Work to be completed.
Recast every line of the entries below as a Markdown table with two columns, "No." for the row number and "Text" for the line, and leave out any blank lines.

(Source entries)
○ ○ ○ ○ ○ ○ ○
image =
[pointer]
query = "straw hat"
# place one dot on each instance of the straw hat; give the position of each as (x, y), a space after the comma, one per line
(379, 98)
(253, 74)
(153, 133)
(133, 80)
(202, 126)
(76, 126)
○ ○ ○ ○ ○ ○ ○
Written solution.
| No. | Text |
|---|---|
| 1 | image = |
| 2 | [pointer] |
| 3 | query = "straw hat" |
| 4 | # place one dot on each instance of the straw hat; give the position of each as (x, y), a space after the comma, one per line |
| 5 | (379, 98) |
| 6 | (253, 74) |
| 7 | (153, 133) |
| 8 | (133, 80) |
| 9 | (202, 126) |
| 10 | (76, 126) |